PROVIDED DATA:
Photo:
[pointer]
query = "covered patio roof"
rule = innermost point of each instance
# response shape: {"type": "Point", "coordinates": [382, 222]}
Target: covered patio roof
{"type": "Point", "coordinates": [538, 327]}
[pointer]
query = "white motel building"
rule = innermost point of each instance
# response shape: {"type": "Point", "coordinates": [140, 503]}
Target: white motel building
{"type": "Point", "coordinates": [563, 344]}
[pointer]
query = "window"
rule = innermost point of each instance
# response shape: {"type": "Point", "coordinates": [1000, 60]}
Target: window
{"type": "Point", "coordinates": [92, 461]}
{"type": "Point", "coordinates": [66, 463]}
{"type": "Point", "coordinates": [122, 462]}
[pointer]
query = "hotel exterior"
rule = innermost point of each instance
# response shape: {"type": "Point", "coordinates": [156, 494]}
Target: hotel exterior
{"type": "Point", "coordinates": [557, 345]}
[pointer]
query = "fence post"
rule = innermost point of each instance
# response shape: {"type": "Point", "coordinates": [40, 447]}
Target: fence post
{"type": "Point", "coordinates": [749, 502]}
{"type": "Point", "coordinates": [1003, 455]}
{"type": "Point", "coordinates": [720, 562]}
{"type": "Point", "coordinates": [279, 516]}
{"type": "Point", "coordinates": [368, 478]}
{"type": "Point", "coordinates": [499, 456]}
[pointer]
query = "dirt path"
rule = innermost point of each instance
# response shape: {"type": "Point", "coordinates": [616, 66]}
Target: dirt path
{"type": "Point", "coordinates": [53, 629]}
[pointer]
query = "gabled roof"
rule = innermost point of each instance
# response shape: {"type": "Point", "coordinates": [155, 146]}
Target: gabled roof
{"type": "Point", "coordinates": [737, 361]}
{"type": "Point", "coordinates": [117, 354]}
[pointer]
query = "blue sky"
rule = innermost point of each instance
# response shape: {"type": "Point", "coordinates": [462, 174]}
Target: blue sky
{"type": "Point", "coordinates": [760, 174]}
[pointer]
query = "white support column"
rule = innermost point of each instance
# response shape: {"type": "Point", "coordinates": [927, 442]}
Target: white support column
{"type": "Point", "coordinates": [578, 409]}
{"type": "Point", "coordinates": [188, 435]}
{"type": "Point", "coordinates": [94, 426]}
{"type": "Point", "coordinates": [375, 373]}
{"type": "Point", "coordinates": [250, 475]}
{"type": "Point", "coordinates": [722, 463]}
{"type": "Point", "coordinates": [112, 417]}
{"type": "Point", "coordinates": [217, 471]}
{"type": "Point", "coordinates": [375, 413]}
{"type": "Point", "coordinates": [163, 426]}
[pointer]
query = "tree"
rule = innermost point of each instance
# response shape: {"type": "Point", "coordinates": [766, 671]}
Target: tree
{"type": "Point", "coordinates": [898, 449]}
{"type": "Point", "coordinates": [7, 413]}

PROBLEM STATEMENT: Quote each line above in full, word for word.

FINAL RESULT:
Photo:
[pointer]
query = "covered patio roof"
rule = innermost point of each instance
# response shape: {"type": "Point", "coordinates": [382, 222]}
Target: covered patio roof
{"type": "Point", "coordinates": [538, 327]}
[pointer]
query = "white motel building"
rule = innermost point of each instance
# response shape: {"type": "Point", "coordinates": [140, 503]}
Target: white motel building
{"type": "Point", "coordinates": [563, 344]}
[pointer]
query = "window"
rule = innermost point of each instance
# response shape: {"type": "Point", "coordinates": [1000, 60]}
Target: window
{"type": "Point", "coordinates": [92, 461]}
{"type": "Point", "coordinates": [66, 463]}
{"type": "Point", "coordinates": [122, 462]}
[pointer]
query = "hotel exterior"
rule = innermost point of each instance
# response shape: {"type": "Point", "coordinates": [156, 494]}
Target: hotel exterior
{"type": "Point", "coordinates": [557, 345]}
[pointer]
query = "fence post"
rule = innermost point of each instance
# response shape: {"type": "Point", "coordinates": [40, 447]}
Target: fence post
{"type": "Point", "coordinates": [749, 502]}
{"type": "Point", "coordinates": [1003, 455]}
{"type": "Point", "coordinates": [720, 562]}
{"type": "Point", "coordinates": [279, 516]}
{"type": "Point", "coordinates": [368, 478]}
{"type": "Point", "coordinates": [499, 456]}
[pointer]
query = "dirt path"
rule = innermost point of each instance
# response shape: {"type": "Point", "coordinates": [616, 66]}
Target: dirt path
{"type": "Point", "coordinates": [53, 629]}
[pointer]
query = "gabled roof"
rule = innermost point of each instance
# response shape: {"type": "Point", "coordinates": [155, 146]}
Target: gabled roof
{"type": "Point", "coordinates": [737, 361]}
{"type": "Point", "coordinates": [117, 354]}
[pointer]
query = "blue sky"
rule = innermost point of each instance
# response shape: {"type": "Point", "coordinates": [462, 174]}
Target: blue sky
{"type": "Point", "coordinates": [760, 174]}
[pointer]
query = "white support column"
rule = innermost point of each instance
# response shape: {"type": "Point", "coordinates": [927, 442]}
Target: white support column
{"type": "Point", "coordinates": [578, 409]}
{"type": "Point", "coordinates": [188, 435]}
{"type": "Point", "coordinates": [94, 426]}
{"type": "Point", "coordinates": [375, 373]}
{"type": "Point", "coordinates": [250, 475]}
{"type": "Point", "coordinates": [722, 463]}
{"type": "Point", "coordinates": [112, 417]}
{"type": "Point", "coordinates": [217, 471]}
{"type": "Point", "coordinates": [375, 413]}
{"type": "Point", "coordinates": [163, 426]}
[pointer]
query = "tree"
rule = innermost point of each instance
# response shape: {"type": "Point", "coordinates": [766, 671]}
Target: tree
{"type": "Point", "coordinates": [898, 449]}
{"type": "Point", "coordinates": [7, 413]}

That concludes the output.